TEXT PROVIDED:
What is Salesforce Data Cloud?

What is Salesforce Data Cloud - David Palencia

The Data Problem

In today’s day and age, data-driven companies have a significant advantage over their competition.

However, consumer data comes from more sources than ever.
And it keeps growing exponentially.

– Identity Data
– Purchase Data
– Customer Service Case Data
– Web and Mobile Data
– Health Data
– Engagement Data
– Advertising Data

About 100 ZB of data is expected to be in the cloud by 2025. The average company has about 976 different applications, which means hundreds of customer versions across systems.

Collecting, modelling, connecting and activating this data for marketing activities is a big challenge for businesses.

Deduplication. Multiple profiles of the same customer. Integrations. Just to name a few examples.

Salesforce Data Cloud was built to solve this issue. It is, in Salesforce’s words, “a hyperscale data engine inside Salesforce”.

Data Cloud allows you to:

  1. Ingest all the data sources you have from customers
  2. Map and Harmonize that data into a structured data model
  3. Unify the data into a single 360 view of each customer
  4. Gather insights & analytics from your customers
  5. Segment & Activate this data (e.g: in marketing activities)

Salesforce Data Cloud Terminology

Salesforce Data Cloud has been through a lot of different product naming phases and announcements.

Genie.
Salesforce CDP.
Data Cloud.

This can be confusing. Especially since Salesforce Data Cloud builds upon different technologies.

Below is a detailed breakdown of all these technologies and their key differences, which later on explains why Salesforce decided to shift their strategy with this product.

Data Lake

A Data Lake is a centralised repository to store and process large amounts of raw unstructured, semi-structured and structured data, in a non-relational way.

  • Structured data examples: an excel sheet, a table.
  • Unstructured data examples: PDF files, emails.
  • Semi-structured data examples: CSV files, JSON.

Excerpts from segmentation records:
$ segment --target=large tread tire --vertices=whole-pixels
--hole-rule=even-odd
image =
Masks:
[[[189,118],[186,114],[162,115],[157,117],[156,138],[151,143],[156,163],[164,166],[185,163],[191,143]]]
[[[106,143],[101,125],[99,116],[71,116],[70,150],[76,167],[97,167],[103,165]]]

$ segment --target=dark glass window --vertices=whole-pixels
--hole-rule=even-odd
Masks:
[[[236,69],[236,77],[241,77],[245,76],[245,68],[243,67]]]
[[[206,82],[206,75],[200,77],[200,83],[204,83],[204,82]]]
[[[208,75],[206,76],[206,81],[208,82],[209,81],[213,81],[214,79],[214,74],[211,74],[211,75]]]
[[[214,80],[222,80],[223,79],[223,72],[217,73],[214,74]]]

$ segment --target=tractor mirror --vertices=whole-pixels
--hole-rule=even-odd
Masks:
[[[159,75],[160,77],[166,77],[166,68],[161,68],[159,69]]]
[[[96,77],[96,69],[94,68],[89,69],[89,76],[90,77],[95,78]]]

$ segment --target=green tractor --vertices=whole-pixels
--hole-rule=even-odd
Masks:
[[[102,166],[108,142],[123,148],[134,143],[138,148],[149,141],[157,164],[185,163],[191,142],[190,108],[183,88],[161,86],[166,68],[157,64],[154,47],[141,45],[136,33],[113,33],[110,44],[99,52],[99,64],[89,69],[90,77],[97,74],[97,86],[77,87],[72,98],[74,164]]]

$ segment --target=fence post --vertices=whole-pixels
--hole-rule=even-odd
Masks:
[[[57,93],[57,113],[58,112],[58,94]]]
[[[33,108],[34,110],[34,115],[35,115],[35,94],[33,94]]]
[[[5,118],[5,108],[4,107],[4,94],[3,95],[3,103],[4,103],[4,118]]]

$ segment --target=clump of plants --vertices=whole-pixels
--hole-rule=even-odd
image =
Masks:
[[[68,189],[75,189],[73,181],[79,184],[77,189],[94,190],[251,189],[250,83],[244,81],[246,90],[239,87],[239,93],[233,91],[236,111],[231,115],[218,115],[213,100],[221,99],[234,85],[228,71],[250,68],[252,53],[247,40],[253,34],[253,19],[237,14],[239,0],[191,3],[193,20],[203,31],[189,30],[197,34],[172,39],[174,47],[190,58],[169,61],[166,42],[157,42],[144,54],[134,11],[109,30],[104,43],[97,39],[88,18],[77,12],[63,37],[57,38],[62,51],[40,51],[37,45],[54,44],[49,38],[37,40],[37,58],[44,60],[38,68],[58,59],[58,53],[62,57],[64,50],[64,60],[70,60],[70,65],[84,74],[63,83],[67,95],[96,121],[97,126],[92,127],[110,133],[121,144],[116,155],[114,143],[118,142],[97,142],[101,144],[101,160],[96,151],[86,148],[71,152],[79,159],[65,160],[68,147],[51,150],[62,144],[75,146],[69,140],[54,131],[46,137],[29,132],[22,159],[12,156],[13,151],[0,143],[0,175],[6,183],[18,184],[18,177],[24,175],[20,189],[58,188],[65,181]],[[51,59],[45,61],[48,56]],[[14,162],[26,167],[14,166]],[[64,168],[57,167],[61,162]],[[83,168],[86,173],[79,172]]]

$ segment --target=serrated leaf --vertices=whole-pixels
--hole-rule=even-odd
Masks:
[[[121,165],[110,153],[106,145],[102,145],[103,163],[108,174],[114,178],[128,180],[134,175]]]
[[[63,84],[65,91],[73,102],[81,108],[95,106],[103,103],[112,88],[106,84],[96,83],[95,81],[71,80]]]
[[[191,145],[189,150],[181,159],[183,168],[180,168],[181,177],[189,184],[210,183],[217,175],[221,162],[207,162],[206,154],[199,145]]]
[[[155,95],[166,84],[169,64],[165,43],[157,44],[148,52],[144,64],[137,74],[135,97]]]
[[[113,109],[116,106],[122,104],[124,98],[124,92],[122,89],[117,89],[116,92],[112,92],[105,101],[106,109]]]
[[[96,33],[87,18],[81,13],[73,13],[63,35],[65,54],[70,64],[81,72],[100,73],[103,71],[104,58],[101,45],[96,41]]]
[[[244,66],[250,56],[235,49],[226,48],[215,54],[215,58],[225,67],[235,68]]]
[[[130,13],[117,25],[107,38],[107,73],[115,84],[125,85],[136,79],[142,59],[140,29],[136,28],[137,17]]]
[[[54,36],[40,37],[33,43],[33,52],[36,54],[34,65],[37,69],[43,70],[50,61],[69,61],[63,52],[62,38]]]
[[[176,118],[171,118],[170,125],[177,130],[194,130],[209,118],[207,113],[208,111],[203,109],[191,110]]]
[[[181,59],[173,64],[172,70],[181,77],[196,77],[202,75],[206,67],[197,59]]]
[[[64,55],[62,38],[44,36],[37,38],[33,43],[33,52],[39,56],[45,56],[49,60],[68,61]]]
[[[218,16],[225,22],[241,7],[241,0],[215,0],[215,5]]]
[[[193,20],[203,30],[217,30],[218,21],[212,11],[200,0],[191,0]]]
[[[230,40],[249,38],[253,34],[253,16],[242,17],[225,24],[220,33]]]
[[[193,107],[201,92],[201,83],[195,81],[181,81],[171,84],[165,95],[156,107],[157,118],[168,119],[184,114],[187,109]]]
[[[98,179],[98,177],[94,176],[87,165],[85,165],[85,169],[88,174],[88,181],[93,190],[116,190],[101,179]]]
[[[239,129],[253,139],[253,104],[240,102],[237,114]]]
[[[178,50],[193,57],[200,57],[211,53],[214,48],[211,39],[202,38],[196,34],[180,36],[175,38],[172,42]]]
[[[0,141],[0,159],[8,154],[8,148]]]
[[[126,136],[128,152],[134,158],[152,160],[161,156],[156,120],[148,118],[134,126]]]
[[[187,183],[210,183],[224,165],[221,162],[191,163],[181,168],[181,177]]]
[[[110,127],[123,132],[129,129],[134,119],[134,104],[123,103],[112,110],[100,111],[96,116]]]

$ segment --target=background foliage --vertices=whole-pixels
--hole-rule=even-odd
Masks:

TASK SET:
1. In the Salesforce Data Cloud text, about how many different applications does the average company have?
2. Reproduce the stretch of the entries that begins with the line containing "--target=tractor mirror --vertices=whole-pixels" and ends with the line containing "[[[96,77],[96,69],[94,68],[89,69],[89,76],[90,77],[95,78]]]", keeping every line, the request included. Multiply each mask coordinate by 2.6 and round to whole numbers, with halves rounded up.
The Salesforce Data Cloud text and the entries were taken from unrelated sources.

THE REPLIES:
1. About 976.

2.
$ segment --target=tractor mirror --vertices=whole-pixels
--hole-rule=even-odd
Masks:
[[[413,195],[416,200],[432,200],[432,177],[419,177],[413,179]]]
[[[250,200],[250,179],[244,177],[231,179],[231,198],[234,200],[247,203]]]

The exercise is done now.